**Your objective:**
Copy out every one of the following entries without changing anything.

(Object location annotation entries)
>> BEGIN
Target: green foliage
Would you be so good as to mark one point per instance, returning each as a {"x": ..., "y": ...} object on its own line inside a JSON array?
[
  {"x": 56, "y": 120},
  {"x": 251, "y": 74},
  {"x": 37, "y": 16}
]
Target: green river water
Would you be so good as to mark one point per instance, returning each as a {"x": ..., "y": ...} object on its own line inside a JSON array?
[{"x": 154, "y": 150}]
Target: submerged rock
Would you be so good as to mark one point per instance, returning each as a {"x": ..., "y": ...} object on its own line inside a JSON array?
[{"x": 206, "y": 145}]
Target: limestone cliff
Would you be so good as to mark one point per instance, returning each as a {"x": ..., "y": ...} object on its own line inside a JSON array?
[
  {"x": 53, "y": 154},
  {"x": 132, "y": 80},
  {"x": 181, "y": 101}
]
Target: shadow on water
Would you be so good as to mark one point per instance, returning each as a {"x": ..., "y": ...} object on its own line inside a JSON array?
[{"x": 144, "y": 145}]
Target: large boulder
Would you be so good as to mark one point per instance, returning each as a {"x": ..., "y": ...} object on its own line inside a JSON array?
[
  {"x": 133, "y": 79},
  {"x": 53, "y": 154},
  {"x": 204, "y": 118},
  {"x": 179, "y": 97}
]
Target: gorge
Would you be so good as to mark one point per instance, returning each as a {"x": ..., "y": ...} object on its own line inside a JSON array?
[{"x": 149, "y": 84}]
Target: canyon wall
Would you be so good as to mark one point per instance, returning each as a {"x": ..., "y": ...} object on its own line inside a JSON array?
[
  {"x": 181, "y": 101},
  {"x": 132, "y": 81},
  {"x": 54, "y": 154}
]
>> END
**Response for this exercise:**
Target: green foliage
Would you be so good as to mark one point per instance, returning each as a {"x": ..., "y": ...} object on its own line inside a JSON array?
[
  {"x": 56, "y": 120},
  {"x": 251, "y": 74},
  {"x": 37, "y": 16}
]
Target: green river water
Would you be so good as to mark one point per instance, returning each as a {"x": ..., "y": ...} object on its own line inside a JSON array?
[{"x": 154, "y": 150}]
Target: submerged rock
Would you be so good as to mark one point per instance, returning each as a {"x": ..., "y": ...} object on its own line inside a JSON array?
[{"x": 206, "y": 145}]
Target: limestone cliff
Would you be so good as to mark one point per instance, returning each as a {"x": ..., "y": ...} object on its own line inside a JSON array?
[
  {"x": 53, "y": 154},
  {"x": 132, "y": 80},
  {"x": 181, "y": 101}
]
Target: shadow on water
Would you be so good as to mark one point per instance, returning each as a {"x": ..., "y": ...} object on its own line inside a JSON array?
[{"x": 144, "y": 145}]
Target: large boulder
Would you be so good as to mark one point per instance, returning each as a {"x": ..., "y": ...} object on its own line inside a JSON array?
[
  {"x": 133, "y": 79},
  {"x": 53, "y": 154},
  {"x": 204, "y": 118},
  {"x": 179, "y": 97}
]
Target: gorge
Would you be so good as to mark one point per instance, returning each as a {"x": ..., "y": ...} object on its own line inside a JSON array?
[{"x": 149, "y": 84}]
Target: canyon wall
Would you be so good as to mark one point per instance, returning each as a {"x": ..., "y": ...} object on its own line inside a JSON array?
[
  {"x": 181, "y": 101},
  {"x": 132, "y": 81},
  {"x": 54, "y": 154}
]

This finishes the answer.